ENTRIES SHOWN ::
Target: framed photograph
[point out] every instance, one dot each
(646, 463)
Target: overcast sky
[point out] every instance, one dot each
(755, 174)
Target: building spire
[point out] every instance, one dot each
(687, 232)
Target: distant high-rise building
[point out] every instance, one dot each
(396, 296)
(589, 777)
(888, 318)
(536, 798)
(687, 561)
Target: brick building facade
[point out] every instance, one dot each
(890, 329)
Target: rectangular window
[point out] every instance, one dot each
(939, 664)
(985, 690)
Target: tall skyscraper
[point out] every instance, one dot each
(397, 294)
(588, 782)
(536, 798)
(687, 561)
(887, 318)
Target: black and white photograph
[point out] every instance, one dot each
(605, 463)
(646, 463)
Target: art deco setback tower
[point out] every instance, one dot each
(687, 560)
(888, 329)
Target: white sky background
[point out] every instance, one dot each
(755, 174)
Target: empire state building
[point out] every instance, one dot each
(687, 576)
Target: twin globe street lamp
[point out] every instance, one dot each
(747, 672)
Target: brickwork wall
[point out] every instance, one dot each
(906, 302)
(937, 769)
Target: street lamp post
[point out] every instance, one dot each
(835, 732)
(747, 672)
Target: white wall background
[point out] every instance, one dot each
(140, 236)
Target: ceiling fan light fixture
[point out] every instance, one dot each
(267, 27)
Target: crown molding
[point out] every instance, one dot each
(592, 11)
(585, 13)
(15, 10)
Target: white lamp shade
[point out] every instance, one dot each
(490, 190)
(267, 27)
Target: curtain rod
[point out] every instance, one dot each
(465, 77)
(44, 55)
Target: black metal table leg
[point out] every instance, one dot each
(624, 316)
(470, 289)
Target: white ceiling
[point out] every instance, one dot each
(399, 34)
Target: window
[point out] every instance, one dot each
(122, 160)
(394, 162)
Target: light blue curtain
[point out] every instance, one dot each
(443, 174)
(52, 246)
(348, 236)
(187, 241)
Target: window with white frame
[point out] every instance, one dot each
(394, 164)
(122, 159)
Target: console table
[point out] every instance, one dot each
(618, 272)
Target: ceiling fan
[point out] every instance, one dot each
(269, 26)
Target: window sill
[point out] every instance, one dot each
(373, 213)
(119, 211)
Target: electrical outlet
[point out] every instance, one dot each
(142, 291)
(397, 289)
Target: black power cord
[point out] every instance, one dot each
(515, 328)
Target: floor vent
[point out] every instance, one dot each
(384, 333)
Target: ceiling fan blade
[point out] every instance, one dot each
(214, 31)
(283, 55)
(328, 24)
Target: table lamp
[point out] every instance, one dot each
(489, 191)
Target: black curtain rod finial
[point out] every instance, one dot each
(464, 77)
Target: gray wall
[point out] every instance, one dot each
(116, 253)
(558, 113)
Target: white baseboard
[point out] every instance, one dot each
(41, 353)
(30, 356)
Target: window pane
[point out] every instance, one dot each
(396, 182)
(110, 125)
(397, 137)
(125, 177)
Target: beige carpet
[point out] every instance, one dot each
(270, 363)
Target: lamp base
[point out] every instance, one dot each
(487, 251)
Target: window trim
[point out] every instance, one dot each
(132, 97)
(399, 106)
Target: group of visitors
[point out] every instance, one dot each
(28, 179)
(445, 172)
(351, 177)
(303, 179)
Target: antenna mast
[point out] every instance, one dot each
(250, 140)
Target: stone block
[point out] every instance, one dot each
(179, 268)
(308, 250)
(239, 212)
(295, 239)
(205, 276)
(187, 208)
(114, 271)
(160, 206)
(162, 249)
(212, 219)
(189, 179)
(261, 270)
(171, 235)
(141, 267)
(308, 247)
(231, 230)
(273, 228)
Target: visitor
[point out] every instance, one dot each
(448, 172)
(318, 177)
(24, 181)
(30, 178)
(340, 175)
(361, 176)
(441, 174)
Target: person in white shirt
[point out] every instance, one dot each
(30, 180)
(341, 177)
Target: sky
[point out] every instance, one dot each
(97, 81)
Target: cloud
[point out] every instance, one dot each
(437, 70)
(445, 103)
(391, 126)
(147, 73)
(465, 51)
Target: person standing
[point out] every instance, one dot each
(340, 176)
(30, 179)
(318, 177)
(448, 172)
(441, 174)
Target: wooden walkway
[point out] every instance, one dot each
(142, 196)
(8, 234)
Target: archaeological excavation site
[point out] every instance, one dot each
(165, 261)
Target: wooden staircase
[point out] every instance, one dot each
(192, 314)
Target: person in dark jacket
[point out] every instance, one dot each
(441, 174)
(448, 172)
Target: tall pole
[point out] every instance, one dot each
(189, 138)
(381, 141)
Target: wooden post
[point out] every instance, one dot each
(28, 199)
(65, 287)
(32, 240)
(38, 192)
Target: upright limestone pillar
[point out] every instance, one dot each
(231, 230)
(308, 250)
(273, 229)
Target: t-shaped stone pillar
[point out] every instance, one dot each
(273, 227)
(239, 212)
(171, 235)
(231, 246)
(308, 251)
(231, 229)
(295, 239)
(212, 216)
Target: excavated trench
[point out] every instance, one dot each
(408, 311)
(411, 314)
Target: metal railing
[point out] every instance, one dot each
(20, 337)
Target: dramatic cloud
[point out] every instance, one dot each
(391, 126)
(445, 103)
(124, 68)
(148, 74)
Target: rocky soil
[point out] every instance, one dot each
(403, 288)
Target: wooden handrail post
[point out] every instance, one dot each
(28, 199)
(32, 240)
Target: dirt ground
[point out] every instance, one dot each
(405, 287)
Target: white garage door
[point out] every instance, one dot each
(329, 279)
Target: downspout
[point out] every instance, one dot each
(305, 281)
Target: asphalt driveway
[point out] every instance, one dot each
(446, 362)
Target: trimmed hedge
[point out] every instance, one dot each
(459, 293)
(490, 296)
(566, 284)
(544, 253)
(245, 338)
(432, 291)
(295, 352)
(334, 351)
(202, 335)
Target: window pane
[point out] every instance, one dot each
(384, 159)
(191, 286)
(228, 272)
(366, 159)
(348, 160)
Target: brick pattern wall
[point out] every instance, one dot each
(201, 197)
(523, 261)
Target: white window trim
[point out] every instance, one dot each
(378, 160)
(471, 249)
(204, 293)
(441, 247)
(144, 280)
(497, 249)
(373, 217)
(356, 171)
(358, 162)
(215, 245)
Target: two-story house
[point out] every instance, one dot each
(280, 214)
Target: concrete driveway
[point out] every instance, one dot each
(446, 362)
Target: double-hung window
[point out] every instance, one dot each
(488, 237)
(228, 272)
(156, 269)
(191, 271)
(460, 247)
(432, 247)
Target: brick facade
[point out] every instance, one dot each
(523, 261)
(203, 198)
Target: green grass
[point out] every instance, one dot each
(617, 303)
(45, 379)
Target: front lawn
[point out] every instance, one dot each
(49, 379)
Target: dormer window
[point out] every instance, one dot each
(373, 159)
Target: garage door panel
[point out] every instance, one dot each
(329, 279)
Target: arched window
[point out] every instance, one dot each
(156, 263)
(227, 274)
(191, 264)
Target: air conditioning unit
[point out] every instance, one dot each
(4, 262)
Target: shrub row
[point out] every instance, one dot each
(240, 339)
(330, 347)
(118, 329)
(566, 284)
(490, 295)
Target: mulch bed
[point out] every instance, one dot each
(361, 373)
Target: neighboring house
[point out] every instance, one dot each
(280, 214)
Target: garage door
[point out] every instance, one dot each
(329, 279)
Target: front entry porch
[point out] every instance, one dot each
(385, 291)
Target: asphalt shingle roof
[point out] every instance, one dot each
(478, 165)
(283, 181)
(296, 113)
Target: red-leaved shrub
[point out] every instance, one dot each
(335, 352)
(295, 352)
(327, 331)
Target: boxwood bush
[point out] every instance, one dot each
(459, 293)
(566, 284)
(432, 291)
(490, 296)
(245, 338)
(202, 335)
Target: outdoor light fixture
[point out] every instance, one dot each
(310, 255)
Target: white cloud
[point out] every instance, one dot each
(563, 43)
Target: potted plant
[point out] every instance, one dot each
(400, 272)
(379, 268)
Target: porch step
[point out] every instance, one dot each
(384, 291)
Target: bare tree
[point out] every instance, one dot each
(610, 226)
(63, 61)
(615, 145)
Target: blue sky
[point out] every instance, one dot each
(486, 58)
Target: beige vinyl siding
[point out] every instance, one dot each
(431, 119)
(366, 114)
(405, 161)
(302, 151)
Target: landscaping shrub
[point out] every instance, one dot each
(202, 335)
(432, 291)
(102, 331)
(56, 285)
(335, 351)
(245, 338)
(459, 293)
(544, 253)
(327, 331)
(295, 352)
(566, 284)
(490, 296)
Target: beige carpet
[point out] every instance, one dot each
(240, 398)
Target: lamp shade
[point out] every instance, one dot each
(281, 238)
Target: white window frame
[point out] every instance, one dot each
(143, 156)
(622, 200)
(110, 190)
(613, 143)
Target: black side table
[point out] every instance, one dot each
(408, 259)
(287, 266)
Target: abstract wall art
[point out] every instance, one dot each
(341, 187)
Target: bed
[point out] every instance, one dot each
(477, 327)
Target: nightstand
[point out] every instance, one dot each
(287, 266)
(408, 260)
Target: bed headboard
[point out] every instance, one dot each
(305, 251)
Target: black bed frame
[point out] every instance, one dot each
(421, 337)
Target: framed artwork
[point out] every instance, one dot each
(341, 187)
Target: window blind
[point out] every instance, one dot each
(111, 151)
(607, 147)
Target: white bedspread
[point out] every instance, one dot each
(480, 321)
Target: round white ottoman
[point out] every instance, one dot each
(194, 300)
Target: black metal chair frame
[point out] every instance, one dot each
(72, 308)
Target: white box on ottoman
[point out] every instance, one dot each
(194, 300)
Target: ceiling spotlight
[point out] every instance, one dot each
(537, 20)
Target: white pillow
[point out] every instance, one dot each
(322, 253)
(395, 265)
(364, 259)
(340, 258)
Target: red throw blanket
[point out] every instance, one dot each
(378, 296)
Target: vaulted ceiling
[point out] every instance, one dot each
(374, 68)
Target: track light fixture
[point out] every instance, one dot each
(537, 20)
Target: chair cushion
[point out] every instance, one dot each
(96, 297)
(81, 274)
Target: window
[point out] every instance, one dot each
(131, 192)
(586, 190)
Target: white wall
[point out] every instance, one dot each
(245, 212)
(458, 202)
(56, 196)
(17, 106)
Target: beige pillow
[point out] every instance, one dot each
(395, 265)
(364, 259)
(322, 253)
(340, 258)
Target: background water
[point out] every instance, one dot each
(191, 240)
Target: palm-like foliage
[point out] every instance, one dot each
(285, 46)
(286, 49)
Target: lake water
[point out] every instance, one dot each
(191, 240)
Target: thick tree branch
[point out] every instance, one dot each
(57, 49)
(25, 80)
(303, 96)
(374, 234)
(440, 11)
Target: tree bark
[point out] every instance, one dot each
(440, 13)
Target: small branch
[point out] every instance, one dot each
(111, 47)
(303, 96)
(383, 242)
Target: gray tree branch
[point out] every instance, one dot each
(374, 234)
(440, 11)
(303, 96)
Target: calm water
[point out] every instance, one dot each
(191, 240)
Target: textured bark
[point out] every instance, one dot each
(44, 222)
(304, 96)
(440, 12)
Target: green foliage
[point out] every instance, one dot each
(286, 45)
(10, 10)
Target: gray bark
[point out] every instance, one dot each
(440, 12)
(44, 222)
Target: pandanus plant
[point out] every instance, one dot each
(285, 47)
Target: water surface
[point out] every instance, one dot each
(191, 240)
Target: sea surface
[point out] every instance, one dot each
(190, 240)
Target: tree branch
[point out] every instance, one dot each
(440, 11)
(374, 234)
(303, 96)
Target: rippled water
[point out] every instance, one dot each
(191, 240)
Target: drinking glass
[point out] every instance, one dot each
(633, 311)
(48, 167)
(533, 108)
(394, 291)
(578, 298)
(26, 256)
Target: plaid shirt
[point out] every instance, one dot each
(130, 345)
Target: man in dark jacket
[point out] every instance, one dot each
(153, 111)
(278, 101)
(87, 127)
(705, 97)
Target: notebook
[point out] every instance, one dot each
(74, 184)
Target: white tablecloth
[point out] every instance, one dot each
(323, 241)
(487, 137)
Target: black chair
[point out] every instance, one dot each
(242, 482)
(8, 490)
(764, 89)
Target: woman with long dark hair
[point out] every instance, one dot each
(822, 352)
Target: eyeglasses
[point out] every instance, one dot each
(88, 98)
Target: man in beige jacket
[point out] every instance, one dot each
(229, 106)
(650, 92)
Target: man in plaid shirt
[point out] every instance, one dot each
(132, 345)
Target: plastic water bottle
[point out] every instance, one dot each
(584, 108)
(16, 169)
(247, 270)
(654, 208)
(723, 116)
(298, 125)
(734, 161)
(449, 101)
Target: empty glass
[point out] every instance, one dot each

AIM OF THE EXERCISE :: Copy the records from the line with "Target: sea surface" through the end of the records, changing "drinking glass" to "water glass" and leaving everything else as it is.

TASK RESPONSE ::
Target: sea surface
[point out] every instance, one dot each
(190, 240)
Target: tree branch
[point out] every instance, one dot each
(440, 11)
(374, 234)
(303, 96)
Target: rippled water
[point out] every instance, one dot each
(191, 240)
Target: water glass
[point out] every instance, one dot each
(633, 311)
(48, 167)
(533, 108)
(394, 291)
(578, 298)
(26, 256)
Target: plaid shirt
[point out] every instance, one dot each
(130, 345)
Target: man in dark jacket
[point out] every instance, one dot each
(153, 111)
(278, 101)
(87, 127)
(705, 97)
Target: notebook
[point out] every instance, one dot each
(74, 184)
Target: white tablecloth
[point out] every instance, one dot each
(323, 241)
(487, 137)
Target: black chair
[point out] every instance, one dot each
(242, 482)
(8, 490)
(764, 89)
Target: woman with long dark hair
[point out] every instance, one dot each
(822, 352)
Target: eyeglasses
[point out] every instance, one dot each
(88, 98)
Target: man in beige jacket
[point out] every instance, one dot each
(229, 106)
(650, 92)
Target: man in plaid shirt
[point out] every instance, one dot each
(132, 345)
Target: plastic water bottle
[point out] every instance, one dot each
(584, 108)
(16, 169)
(247, 270)
(654, 208)
(723, 116)
(298, 125)
(734, 161)
(449, 101)
Target: empty glass
[point out] every instance, one dot each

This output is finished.